### About this exercise
Pick up the passage below about yellow fever's effect on Philadelphia after its final sentence and continue writing it.

--- Selected passage Enclosed Below ---

So really, if you think about it, no yellow fever, no Parkway. It is worth considering how different our city might look if scientists had not taken until 1900 to understand that mosquitoes, not unclean water, were the cause of yellow fever.
Losing Capital Status
The biggest impact on Philadelphia’s built environment is, however, what did not happen in the years following the yellow fever epidemic. In 1793, Philadelphia was the financial center of the United States. The first Bank of the United States and the first stock exchange were located here. The port of Philadelphia was among the busiest in North America. After yellow fever, however, other cities embargoed goods coming from Philadelphia and merchants were wary of sending cargo to the city. In 1796, New York overtook Philadelphia in the value of imports. A year later, it exceeded our city in exports.
Furthermore, in 1793 Philadelphia was the capital of both Pennsylvania and the United States. When yellow fever struck, the federal and state governments fled to places like Germantown and Grays Ferry. George Washington’s household moved to the Deshler Morris House, the so-called Germantown White House. In 1799, the state capital was moved to Lancaster, far from the fetid, and potentially disease-infested city. And the national capital, of course, was relocated to Washington, D.C. in 1800.
If Philadelphia had become an economic powerhouse akin to New York City, or the national capital like Washington, D.C., it is unlikely that it would have developed as the walkable, neighborhood-based, blue collar, and proudly parochial city that we love.
We know we are living through a dramatic chapter in history. How the city’s built environment will change remains to be seen. A recent Philadelphia Inquirer article by architecture critic Inga Saffron speculates that as a result of Covid-19 we may see even fewer brick and mortar stores, a diminished demand for new office buildings, and the shuttering of movie theaters. Like the connection between yellow fever and the Parkway, however, we all may be long gone by the time Covid-19’s lasting impact on our city can be discerned.

--- End of Enclosed Selected passage ---
--- Provided data Enclosed Below ---

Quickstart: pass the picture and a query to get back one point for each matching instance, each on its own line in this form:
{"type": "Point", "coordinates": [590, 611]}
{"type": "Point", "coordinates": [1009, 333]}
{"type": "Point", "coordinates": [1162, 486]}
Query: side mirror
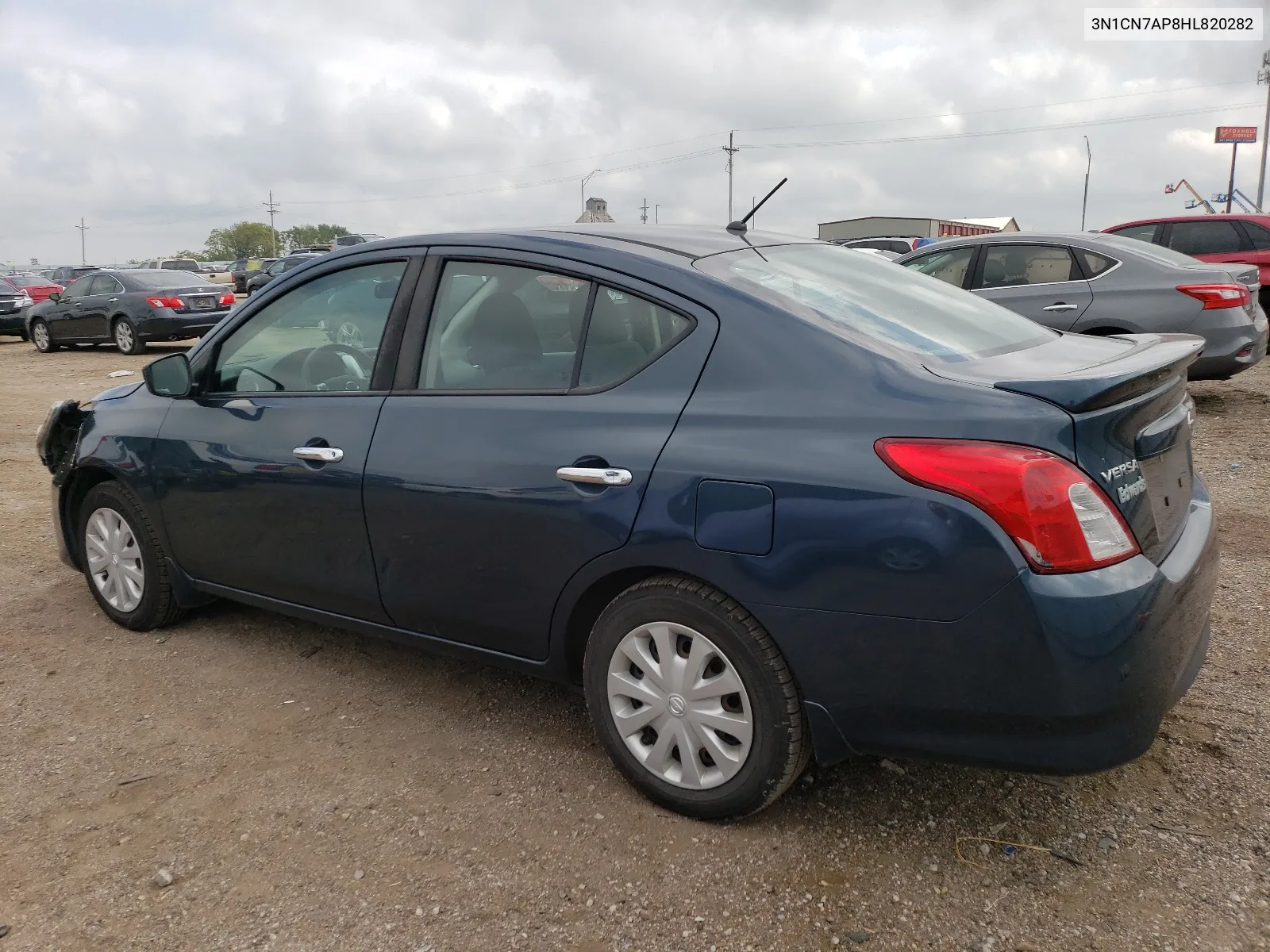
{"type": "Point", "coordinates": [169, 376]}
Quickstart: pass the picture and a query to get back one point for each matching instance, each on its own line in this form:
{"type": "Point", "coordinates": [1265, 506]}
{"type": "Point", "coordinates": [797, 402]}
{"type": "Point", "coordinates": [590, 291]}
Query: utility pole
{"type": "Point", "coordinates": [1089, 164]}
{"type": "Point", "coordinates": [83, 228]}
{"type": "Point", "coordinates": [273, 209]}
{"type": "Point", "coordinates": [1230, 190]}
{"type": "Point", "coordinates": [1264, 76]}
{"type": "Point", "coordinates": [583, 190]}
{"type": "Point", "coordinates": [730, 150]}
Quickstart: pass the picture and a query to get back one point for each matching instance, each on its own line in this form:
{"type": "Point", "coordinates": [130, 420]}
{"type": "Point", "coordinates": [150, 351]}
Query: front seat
{"type": "Point", "coordinates": [505, 346]}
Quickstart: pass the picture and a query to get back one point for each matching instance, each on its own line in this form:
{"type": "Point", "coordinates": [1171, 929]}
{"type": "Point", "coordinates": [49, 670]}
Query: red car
{"type": "Point", "coordinates": [35, 285]}
{"type": "Point", "coordinates": [1242, 239]}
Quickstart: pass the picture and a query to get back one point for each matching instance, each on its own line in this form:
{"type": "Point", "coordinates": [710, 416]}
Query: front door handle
{"type": "Point", "coordinates": [319, 455]}
{"type": "Point", "coordinates": [597, 476]}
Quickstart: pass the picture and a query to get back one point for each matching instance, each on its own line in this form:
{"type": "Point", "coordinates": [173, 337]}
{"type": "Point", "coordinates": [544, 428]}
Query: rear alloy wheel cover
{"type": "Point", "coordinates": [679, 706]}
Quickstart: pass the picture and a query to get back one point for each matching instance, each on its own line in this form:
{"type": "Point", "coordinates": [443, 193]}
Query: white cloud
{"type": "Point", "coordinates": [169, 121]}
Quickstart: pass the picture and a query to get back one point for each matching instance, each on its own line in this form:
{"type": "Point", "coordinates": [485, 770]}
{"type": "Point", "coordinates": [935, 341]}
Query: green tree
{"type": "Point", "coordinates": [247, 239]}
{"type": "Point", "coordinates": [310, 235]}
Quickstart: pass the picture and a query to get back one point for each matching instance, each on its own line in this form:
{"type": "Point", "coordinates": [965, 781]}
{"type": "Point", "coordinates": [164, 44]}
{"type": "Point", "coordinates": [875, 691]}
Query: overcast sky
{"type": "Point", "coordinates": [158, 122]}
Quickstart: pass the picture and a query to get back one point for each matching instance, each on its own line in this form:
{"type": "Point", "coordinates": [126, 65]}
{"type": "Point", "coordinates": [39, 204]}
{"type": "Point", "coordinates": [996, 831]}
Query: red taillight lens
{"type": "Point", "coordinates": [1053, 512]}
{"type": "Point", "coordinates": [1218, 295]}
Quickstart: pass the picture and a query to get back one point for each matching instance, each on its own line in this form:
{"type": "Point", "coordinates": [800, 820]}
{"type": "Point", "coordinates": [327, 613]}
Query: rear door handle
{"type": "Point", "coordinates": [319, 455]}
{"type": "Point", "coordinates": [605, 476]}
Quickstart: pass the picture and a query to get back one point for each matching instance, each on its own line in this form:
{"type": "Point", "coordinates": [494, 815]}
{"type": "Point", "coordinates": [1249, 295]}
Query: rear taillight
{"type": "Point", "coordinates": [1053, 512]}
{"type": "Point", "coordinates": [1218, 295]}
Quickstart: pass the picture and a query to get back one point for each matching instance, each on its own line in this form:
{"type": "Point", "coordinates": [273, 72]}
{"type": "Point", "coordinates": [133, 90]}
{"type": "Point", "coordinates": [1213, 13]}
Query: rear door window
{"type": "Point", "coordinates": [1204, 238]}
{"type": "Point", "coordinates": [1259, 236]}
{"type": "Point", "coordinates": [501, 327]}
{"type": "Point", "coordinates": [949, 264]}
{"type": "Point", "coordinates": [1011, 266]}
{"type": "Point", "coordinates": [624, 336]}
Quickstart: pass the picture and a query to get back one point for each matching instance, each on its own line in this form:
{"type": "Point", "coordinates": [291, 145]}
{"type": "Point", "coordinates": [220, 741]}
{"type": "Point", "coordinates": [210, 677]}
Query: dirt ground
{"type": "Point", "coordinates": [314, 790]}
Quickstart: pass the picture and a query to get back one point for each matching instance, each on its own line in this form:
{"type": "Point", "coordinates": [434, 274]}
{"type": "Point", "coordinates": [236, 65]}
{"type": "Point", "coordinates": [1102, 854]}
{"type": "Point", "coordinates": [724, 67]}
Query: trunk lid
{"type": "Point", "coordinates": [1132, 418]}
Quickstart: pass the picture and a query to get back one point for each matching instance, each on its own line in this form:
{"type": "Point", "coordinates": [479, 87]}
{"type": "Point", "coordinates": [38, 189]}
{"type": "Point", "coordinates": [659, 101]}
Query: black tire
{"type": "Point", "coordinates": [780, 744]}
{"type": "Point", "coordinates": [158, 605]}
{"type": "Point", "coordinates": [126, 338]}
{"type": "Point", "coordinates": [42, 340]}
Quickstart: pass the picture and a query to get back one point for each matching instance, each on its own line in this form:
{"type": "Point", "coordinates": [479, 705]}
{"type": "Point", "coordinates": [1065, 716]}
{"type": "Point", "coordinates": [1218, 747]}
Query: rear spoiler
{"type": "Point", "coordinates": [1153, 359]}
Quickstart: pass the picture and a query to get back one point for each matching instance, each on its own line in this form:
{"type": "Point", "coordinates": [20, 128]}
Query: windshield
{"type": "Point", "coordinates": [158, 281]}
{"type": "Point", "coordinates": [861, 296]}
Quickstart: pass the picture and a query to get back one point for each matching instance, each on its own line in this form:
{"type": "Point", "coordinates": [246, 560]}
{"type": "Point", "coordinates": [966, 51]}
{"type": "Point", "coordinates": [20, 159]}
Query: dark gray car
{"type": "Point", "coordinates": [1104, 285]}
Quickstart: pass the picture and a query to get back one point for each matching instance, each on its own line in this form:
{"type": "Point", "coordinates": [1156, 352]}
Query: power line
{"type": "Point", "coordinates": [997, 109]}
{"type": "Point", "coordinates": [1079, 124]}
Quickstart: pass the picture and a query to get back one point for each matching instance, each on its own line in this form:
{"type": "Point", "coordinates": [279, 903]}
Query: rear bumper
{"type": "Point", "coordinates": [179, 327]}
{"type": "Point", "coordinates": [1054, 673]}
{"type": "Point", "coordinates": [1229, 349]}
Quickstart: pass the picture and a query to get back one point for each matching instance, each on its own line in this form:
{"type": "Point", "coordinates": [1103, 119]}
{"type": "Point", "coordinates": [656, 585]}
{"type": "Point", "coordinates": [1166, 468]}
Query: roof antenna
{"type": "Point", "coordinates": [738, 228]}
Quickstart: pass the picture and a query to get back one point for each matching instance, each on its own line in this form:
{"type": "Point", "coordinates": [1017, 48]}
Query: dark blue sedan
{"type": "Point", "coordinates": [761, 498]}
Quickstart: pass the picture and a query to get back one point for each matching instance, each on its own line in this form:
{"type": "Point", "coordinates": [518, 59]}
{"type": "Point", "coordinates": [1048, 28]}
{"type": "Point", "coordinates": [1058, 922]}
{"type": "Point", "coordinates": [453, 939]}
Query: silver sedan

--- End of Enclosed Provided data ---

### Solved problem
For more on the yellow fever outbreak watch the episode “Fever: 1793” from the history series Philadelphia: The Great Experiment. Video courtesy of Making History Productions.
Really a good read. I feel like I knew the skeleton and you fleshed out the body. Thank you.
Loved reading this article. Thank you for sharing this history. I was born in Philadelphia and it will always hold a piece of my heart!
I was born in Philadelphia, I love the city. I moved from center city. to NC in 1970 where I and my husband raised our children. God Bless Philly. Thank you for this history lesson. Most interesting.
How can you have a discussion of the Yellow Fever Epidemic of 1793 and not discuss Stephen Girard? Not only did he stay in the city and run the hospital, ultimately being commended by the City for his selfless acts (he was one of the wealthiest Philadelphians a the time and did not flee like other wealthy), but he owned many of the ships (and docks) that were part of the trade taking place in Philadelphia and then purchased the Bank of the United States when Jefferson allowed the charter to expire, eventually growing to be the richest person in America at the time of his death in 1831. Many of the features of Philadelphia, such as Old City being made of brick, came directly from money he bequeathed in his will.
Excellent read and thank you. So, my question is whether or not any of the “layers” of bodies buried in Washington Square have been exhumed or removed? It certainly doesn’t sound that way. So the 1300 yellow fever victims as well as 600+ inmates and Revolutionary soldiers all are buried there?
Loved the article. I frequently use to walk to Washington Square during my lunch. I knew it had a Tomb of the Unknown Soldier, but I never knew the entire park was a graveyard.